### Task item
Only the closing portion of the entries is to be reproduced: the line containing "rough mask: <svg" through the very last line, exactly as written.

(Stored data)

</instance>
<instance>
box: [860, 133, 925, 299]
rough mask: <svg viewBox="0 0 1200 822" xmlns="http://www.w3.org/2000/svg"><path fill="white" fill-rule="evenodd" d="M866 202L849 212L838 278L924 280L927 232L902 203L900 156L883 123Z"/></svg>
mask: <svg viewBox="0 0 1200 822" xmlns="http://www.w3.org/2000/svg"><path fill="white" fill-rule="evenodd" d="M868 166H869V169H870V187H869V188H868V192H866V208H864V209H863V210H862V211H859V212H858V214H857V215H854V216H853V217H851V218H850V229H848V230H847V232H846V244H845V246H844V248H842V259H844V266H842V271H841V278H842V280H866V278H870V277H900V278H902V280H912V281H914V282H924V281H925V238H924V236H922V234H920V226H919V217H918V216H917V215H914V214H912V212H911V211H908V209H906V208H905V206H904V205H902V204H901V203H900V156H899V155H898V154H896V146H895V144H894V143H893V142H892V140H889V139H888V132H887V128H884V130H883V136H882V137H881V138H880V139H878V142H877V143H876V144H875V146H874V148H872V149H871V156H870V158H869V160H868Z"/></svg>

### Solution to this problem
rough mask: <svg viewBox="0 0 1200 822" xmlns="http://www.w3.org/2000/svg"><path fill="white" fill-rule="evenodd" d="M866 202L849 212L838 278L924 280L927 232L902 203L900 156L883 123Z"/></svg>
mask: <svg viewBox="0 0 1200 822" xmlns="http://www.w3.org/2000/svg"><path fill="white" fill-rule="evenodd" d="M868 166H869V169H870V187H869V188H868V192H866V208H864V209H863V210H862V211H859V212H858V214H857V215H854V216H853V217H851V218H850V229H848V230H847V232H846V244H845V246H844V248H842V259H844V266H842V271H841V278H842V280H866V278H870V277H900V278H902V280H912V281H914V282H924V281H925V238H924V236H922V234H920V226H919V217H918V216H917V215H914V214H912V212H911V211H908V209H906V208H905V206H904V205H902V204H901V203H900V156H899V155H898V154H896V146H895V144H894V143H893V142H892V140H889V139H888V132H887V128H884V130H883V136H882V137H881V138H880V139H878V142H877V143H876V144H875V146H874V148H872V149H871V156H870V158H869V160H868Z"/></svg>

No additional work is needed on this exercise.